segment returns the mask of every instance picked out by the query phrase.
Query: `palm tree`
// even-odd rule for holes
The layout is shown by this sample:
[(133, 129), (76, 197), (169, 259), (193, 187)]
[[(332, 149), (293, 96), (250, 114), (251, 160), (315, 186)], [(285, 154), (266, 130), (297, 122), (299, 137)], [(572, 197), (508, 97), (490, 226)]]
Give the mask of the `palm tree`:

----

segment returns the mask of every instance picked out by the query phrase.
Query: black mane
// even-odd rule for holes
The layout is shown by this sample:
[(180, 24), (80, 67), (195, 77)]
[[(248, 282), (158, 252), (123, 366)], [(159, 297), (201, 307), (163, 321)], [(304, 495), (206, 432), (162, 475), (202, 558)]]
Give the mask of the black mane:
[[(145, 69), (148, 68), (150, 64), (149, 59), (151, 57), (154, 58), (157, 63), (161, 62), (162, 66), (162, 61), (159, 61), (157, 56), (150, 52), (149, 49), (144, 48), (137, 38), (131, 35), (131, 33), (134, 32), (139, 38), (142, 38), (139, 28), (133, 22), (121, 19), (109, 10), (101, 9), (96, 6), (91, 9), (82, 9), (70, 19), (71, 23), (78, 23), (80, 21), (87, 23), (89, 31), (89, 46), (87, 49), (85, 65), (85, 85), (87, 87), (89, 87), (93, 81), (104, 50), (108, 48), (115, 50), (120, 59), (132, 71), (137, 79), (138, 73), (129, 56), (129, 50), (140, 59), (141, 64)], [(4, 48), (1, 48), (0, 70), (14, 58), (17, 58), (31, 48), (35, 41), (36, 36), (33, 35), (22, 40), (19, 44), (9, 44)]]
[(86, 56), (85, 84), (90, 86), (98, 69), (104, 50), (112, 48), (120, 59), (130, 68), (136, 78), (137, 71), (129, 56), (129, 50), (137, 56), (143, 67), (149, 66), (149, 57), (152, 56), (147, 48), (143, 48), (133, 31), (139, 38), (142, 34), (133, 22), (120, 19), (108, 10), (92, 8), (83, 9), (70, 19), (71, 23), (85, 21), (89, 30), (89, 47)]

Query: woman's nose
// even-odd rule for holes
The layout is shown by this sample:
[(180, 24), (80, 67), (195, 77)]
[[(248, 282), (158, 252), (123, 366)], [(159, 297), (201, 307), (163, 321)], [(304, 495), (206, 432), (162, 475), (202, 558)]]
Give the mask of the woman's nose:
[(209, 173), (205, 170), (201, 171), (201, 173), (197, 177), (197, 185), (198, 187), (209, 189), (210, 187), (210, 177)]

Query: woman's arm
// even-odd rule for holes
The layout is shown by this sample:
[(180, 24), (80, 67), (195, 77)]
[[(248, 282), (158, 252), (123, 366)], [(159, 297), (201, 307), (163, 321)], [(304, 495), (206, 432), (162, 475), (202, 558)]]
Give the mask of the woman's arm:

----

**WORK REQUEST**
For this task, copy every line of the material in which "palm" appears.

**RESPONSE AREA**
Query: `palm tree`
Give the mask of the `palm tree`:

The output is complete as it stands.